Problem details >> Print the line where "Then locate a" occurs and every line that follows it in the data below, ending with the last line, precisely as written.
--------------------------------------------------
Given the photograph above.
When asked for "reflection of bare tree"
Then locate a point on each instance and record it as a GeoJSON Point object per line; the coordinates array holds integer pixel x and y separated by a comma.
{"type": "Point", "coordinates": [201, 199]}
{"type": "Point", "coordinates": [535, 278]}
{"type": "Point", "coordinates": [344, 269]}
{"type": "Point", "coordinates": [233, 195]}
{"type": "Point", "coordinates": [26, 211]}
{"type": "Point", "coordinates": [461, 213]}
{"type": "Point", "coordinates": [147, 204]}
--------------------------------------------------
Final answer >>
Then locate a point on each instance and record it as a GeoJSON Point object per line; the coordinates array holds integer pixel x and y separated by a comma.
{"type": "Point", "coordinates": [201, 199]}
{"type": "Point", "coordinates": [535, 278]}
{"type": "Point", "coordinates": [344, 269]}
{"type": "Point", "coordinates": [233, 195]}
{"type": "Point", "coordinates": [26, 211]}
{"type": "Point", "coordinates": [461, 213]}
{"type": "Point", "coordinates": [147, 204]}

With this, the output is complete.